Dataset items
--------------------------------
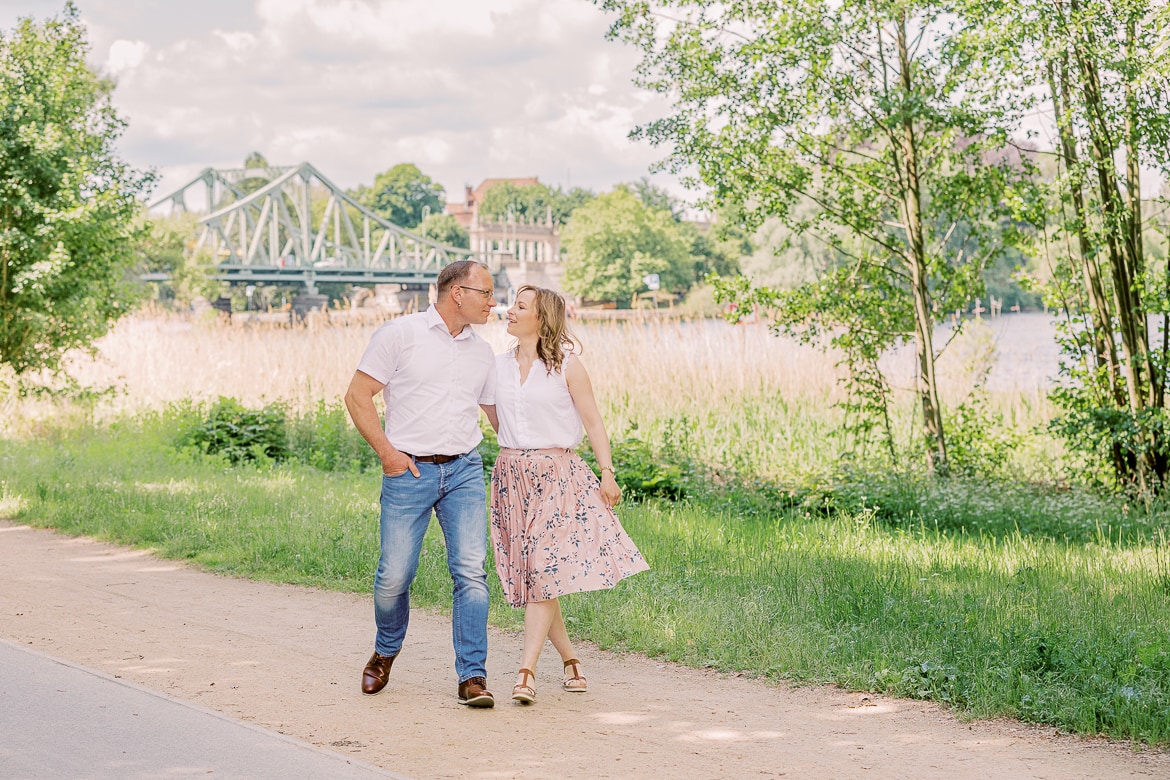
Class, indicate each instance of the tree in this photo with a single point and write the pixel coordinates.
(880, 112)
(535, 201)
(445, 229)
(164, 244)
(614, 241)
(68, 205)
(1101, 70)
(403, 194)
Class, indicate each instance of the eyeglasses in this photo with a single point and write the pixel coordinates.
(489, 294)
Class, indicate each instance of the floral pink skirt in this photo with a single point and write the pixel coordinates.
(551, 531)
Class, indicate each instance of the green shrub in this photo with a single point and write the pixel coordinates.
(325, 439)
(239, 434)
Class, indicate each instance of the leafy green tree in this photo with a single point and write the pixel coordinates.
(445, 229)
(530, 202)
(614, 241)
(164, 246)
(403, 194)
(880, 112)
(68, 205)
(1101, 69)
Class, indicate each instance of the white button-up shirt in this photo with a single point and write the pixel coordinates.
(433, 382)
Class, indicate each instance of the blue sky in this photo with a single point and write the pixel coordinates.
(465, 89)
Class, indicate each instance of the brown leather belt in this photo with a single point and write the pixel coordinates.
(432, 458)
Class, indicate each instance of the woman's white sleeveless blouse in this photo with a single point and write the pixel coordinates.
(539, 412)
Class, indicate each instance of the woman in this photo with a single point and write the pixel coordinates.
(552, 523)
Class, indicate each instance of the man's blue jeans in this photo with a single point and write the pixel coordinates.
(456, 494)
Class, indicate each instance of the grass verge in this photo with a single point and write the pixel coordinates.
(1068, 629)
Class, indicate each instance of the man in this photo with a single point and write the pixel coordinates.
(433, 372)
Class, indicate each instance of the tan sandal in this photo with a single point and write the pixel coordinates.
(575, 684)
(522, 692)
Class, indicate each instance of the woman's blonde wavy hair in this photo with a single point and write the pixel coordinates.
(553, 338)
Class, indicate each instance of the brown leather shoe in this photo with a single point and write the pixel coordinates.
(377, 672)
(474, 692)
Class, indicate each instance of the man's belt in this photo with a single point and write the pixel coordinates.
(432, 458)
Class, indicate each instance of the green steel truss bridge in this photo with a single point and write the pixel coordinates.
(301, 228)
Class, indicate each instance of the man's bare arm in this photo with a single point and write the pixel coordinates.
(359, 402)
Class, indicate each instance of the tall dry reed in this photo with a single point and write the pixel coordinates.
(737, 394)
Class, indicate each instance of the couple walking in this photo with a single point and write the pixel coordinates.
(552, 524)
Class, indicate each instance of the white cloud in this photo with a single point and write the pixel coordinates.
(466, 89)
(125, 55)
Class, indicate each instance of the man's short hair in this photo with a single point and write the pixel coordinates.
(455, 273)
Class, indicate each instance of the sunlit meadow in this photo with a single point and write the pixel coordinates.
(736, 397)
(1017, 596)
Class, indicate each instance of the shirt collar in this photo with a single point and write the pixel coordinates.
(434, 319)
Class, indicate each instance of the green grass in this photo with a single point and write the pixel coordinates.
(1047, 606)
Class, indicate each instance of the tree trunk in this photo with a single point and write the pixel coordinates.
(916, 256)
(1103, 342)
(1124, 252)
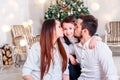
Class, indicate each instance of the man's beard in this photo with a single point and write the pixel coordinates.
(78, 36)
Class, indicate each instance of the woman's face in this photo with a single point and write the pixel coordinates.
(68, 29)
(58, 31)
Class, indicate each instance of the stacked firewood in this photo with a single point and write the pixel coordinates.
(7, 55)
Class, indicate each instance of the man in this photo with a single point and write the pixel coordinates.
(96, 63)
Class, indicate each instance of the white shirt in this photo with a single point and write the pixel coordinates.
(32, 64)
(97, 63)
(67, 49)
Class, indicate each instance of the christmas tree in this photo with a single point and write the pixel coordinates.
(64, 8)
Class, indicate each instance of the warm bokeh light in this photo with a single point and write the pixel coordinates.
(23, 42)
(30, 22)
(25, 24)
(42, 1)
(6, 28)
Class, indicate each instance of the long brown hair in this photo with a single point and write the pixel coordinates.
(46, 44)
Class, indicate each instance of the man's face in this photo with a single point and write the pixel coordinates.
(78, 28)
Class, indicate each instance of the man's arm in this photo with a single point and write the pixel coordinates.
(28, 77)
(105, 58)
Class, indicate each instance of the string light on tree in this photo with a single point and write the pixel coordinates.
(64, 8)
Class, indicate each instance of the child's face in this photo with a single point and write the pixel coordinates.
(68, 29)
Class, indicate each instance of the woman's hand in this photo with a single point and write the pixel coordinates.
(28, 77)
(72, 60)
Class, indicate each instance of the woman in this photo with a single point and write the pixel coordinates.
(46, 60)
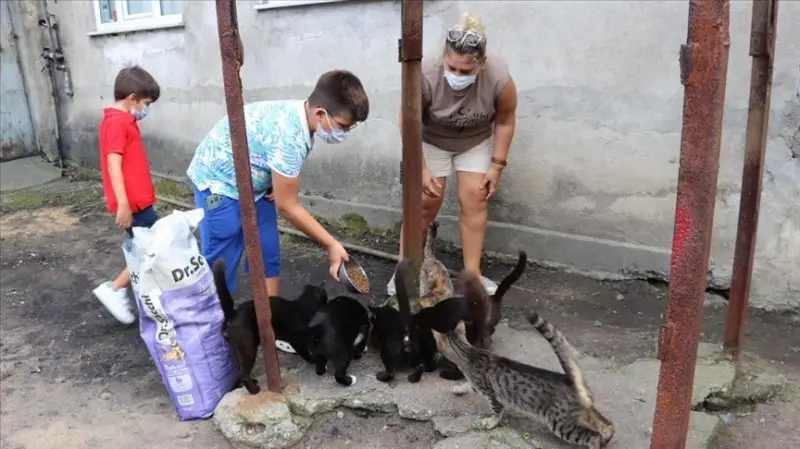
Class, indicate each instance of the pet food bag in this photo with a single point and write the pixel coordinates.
(180, 318)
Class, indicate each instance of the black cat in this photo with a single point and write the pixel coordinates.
(406, 340)
(289, 323)
(338, 333)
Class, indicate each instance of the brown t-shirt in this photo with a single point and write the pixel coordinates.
(457, 121)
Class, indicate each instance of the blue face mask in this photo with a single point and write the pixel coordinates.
(333, 136)
(139, 115)
(459, 82)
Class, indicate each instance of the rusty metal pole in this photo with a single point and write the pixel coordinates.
(704, 67)
(763, 31)
(410, 47)
(230, 47)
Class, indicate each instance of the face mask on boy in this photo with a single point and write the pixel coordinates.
(333, 136)
(139, 115)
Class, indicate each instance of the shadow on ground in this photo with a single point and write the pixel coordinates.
(71, 377)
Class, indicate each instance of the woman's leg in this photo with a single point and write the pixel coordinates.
(430, 209)
(473, 217)
(471, 167)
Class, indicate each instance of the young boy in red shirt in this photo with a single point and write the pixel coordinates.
(126, 173)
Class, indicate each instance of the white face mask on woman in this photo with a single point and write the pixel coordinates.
(459, 82)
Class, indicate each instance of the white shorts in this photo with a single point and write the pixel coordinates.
(441, 163)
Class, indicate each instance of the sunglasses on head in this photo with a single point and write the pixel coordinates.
(470, 38)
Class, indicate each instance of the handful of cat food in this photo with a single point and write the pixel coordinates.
(353, 277)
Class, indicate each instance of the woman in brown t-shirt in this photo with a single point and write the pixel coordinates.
(469, 104)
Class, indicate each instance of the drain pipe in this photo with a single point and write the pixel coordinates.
(54, 61)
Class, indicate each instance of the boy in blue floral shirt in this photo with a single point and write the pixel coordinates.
(280, 135)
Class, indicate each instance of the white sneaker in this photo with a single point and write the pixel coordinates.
(390, 289)
(116, 301)
(488, 284)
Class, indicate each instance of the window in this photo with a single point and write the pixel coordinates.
(119, 16)
(274, 4)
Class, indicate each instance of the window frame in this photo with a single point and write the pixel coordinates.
(127, 22)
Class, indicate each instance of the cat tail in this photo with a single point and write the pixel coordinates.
(566, 357)
(497, 299)
(225, 298)
(429, 251)
(477, 300)
(403, 301)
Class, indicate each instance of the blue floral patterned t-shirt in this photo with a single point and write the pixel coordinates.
(278, 139)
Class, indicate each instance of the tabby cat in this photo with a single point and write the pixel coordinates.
(563, 402)
(402, 327)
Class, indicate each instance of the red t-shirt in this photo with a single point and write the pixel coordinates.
(119, 134)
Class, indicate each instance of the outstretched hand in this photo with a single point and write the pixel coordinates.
(491, 181)
(336, 257)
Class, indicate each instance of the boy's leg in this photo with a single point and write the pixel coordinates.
(114, 295)
(270, 243)
(221, 233)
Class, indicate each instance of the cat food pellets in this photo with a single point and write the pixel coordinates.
(359, 280)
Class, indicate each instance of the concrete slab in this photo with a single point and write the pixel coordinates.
(27, 172)
(625, 393)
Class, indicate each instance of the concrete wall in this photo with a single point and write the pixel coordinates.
(30, 40)
(593, 168)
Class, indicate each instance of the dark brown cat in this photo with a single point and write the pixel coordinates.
(562, 401)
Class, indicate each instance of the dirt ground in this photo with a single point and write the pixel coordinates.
(72, 377)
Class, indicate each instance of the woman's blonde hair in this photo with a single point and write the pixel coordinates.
(469, 24)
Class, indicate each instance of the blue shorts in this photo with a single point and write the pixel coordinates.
(221, 233)
(145, 218)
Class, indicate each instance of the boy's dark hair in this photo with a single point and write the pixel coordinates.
(136, 80)
(340, 93)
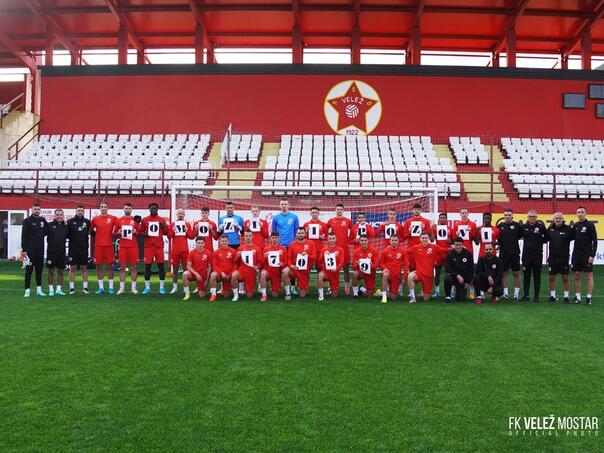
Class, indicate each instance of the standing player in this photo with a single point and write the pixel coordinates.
(231, 224)
(534, 235)
(424, 255)
(224, 262)
(127, 229)
(101, 228)
(198, 265)
(258, 227)
(32, 248)
(442, 234)
(286, 224)
(330, 260)
(487, 233)
(153, 229)
(55, 251)
(316, 230)
(206, 229)
(489, 275)
(392, 263)
(78, 233)
(180, 232)
(275, 259)
(361, 228)
(249, 259)
(390, 228)
(586, 246)
(559, 235)
(510, 233)
(341, 226)
(301, 256)
(365, 260)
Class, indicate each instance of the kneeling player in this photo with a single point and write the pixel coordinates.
(198, 264)
(392, 263)
(223, 264)
(425, 256)
(249, 258)
(275, 258)
(364, 264)
(301, 257)
(331, 261)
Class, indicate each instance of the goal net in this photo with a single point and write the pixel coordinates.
(374, 202)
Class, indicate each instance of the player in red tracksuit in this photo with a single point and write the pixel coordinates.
(330, 262)
(224, 263)
(259, 228)
(443, 236)
(249, 261)
(101, 227)
(487, 234)
(127, 230)
(199, 263)
(365, 261)
(341, 226)
(206, 229)
(390, 228)
(153, 229)
(361, 228)
(316, 230)
(275, 259)
(180, 232)
(425, 255)
(392, 263)
(301, 257)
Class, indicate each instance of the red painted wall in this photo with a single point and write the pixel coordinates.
(10, 90)
(276, 104)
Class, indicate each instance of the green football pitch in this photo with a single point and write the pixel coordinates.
(153, 373)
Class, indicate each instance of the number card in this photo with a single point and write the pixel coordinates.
(255, 225)
(153, 230)
(248, 257)
(330, 261)
(442, 232)
(314, 231)
(416, 228)
(302, 261)
(365, 265)
(127, 232)
(180, 228)
(273, 259)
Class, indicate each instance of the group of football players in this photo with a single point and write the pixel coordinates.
(252, 254)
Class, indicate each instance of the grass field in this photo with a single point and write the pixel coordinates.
(102, 373)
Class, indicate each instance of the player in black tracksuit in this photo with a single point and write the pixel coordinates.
(489, 275)
(33, 232)
(55, 251)
(510, 233)
(534, 234)
(459, 271)
(78, 232)
(584, 253)
(560, 236)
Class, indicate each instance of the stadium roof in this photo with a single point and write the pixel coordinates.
(540, 26)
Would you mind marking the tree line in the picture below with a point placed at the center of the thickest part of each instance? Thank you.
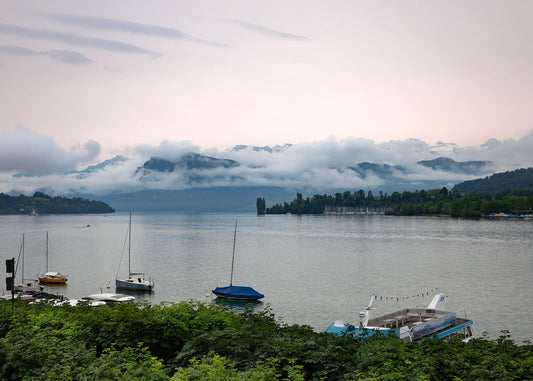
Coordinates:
(430, 202)
(197, 341)
(41, 203)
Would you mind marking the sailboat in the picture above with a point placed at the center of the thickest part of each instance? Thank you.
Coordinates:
(236, 292)
(26, 286)
(135, 281)
(51, 276)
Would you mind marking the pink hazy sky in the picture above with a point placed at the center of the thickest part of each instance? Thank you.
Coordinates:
(220, 73)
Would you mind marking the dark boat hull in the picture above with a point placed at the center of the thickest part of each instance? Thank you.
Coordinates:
(237, 293)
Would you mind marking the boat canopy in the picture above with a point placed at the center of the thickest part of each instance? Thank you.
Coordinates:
(238, 292)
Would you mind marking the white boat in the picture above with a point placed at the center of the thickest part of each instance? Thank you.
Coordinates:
(410, 324)
(27, 286)
(135, 281)
(105, 298)
(52, 276)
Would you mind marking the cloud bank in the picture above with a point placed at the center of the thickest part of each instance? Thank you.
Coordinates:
(29, 153)
(317, 167)
(102, 23)
(63, 56)
(74, 39)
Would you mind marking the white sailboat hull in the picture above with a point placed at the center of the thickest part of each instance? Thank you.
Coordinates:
(137, 284)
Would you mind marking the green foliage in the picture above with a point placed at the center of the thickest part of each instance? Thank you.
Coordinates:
(43, 204)
(195, 341)
(430, 202)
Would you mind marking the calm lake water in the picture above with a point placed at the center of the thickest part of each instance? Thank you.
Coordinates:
(312, 269)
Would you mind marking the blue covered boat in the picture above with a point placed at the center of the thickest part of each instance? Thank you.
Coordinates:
(236, 292)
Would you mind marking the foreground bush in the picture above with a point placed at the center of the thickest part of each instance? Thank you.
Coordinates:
(195, 341)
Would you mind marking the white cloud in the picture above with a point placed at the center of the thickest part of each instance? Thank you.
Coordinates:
(317, 167)
(30, 153)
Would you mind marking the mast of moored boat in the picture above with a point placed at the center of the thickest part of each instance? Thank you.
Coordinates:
(22, 257)
(129, 249)
(47, 251)
(233, 256)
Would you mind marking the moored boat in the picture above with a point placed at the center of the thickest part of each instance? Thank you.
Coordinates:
(236, 292)
(410, 324)
(52, 276)
(135, 281)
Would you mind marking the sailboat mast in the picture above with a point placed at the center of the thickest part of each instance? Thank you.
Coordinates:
(46, 251)
(129, 249)
(233, 256)
(22, 257)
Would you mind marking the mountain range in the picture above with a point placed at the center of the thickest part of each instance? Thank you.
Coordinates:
(231, 180)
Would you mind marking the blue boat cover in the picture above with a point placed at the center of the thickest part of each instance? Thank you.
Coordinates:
(237, 292)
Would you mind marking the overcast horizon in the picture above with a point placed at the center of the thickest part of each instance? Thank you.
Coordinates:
(341, 81)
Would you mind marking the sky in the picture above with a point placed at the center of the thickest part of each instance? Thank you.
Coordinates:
(82, 81)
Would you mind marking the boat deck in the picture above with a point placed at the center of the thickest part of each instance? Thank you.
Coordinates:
(408, 317)
(420, 322)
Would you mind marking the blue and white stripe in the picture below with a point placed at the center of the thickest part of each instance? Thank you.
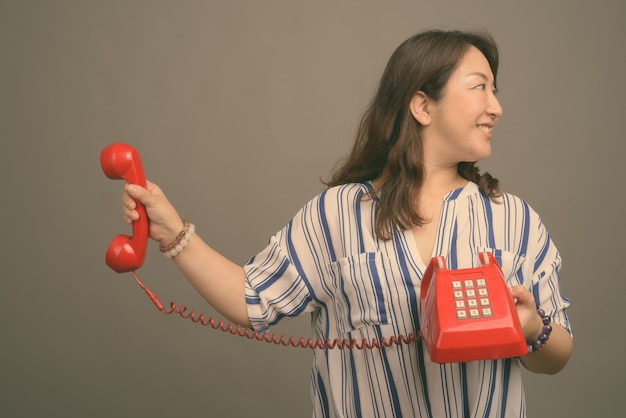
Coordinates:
(328, 262)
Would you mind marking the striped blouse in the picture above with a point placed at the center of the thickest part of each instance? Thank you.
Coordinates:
(328, 262)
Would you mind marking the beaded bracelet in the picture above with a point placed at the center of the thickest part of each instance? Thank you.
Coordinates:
(545, 332)
(180, 242)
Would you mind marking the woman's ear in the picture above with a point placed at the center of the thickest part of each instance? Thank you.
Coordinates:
(419, 108)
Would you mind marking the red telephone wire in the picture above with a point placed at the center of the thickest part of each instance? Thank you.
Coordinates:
(273, 338)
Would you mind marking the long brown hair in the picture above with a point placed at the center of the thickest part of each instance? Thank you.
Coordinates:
(388, 143)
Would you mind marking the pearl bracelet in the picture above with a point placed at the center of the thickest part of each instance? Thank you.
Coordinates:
(180, 242)
(545, 333)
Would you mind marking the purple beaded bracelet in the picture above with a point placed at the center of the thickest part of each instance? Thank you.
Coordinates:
(545, 332)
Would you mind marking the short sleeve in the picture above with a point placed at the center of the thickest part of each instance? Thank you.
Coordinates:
(546, 280)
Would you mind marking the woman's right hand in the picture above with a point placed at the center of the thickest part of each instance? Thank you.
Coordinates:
(165, 223)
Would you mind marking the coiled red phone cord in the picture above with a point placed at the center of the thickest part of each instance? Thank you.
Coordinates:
(273, 338)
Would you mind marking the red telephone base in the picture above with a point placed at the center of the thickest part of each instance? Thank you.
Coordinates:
(469, 314)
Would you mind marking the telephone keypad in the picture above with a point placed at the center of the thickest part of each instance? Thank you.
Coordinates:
(471, 299)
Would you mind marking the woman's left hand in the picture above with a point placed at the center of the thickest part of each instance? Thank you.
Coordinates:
(527, 312)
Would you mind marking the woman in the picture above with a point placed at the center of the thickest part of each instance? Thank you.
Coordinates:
(354, 256)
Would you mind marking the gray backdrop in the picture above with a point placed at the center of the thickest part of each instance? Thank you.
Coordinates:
(238, 108)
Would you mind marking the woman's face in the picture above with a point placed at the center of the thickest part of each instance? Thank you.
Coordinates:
(461, 123)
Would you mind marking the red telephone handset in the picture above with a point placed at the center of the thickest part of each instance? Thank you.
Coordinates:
(126, 253)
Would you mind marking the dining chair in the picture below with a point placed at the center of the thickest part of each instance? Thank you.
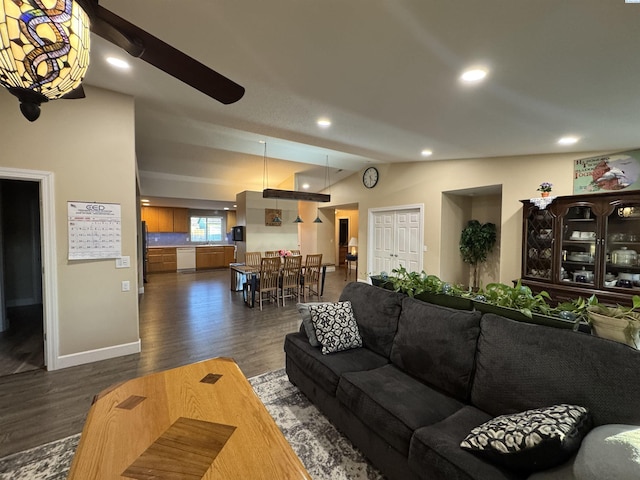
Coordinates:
(290, 279)
(252, 259)
(267, 281)
(311, 276)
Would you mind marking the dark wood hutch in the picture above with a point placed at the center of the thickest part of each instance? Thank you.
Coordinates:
(580, 245)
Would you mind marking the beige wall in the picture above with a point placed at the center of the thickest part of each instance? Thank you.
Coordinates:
(260, 237)
(89, 146)
(424, 182)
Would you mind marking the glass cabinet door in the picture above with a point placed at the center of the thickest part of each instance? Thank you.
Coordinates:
(622, 268)
(578, 252)
(539, 245)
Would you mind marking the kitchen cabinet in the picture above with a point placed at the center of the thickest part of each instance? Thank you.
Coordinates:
(161, 259)
(166, 219)
(582, 245)
(218, 256)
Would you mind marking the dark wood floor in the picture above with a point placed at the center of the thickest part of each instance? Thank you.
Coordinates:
(184, 318)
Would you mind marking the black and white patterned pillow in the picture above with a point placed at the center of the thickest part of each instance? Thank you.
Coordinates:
(531, 440)
(335, 326)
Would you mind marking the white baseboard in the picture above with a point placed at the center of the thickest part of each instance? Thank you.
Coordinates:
(90, 356)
--------------------------------
## What this task involves
Find every line in the records that contains the word "hull"; copy those lines.

## Exercise solution
Would you mind marking the dark boat hull in the picture above with a point placed at the center of the thickest part of each instance? Thank you.
Would you mind marking the white sailboat hull in the picture above with a point placed at the center of the thickest part of each instance? Thank you.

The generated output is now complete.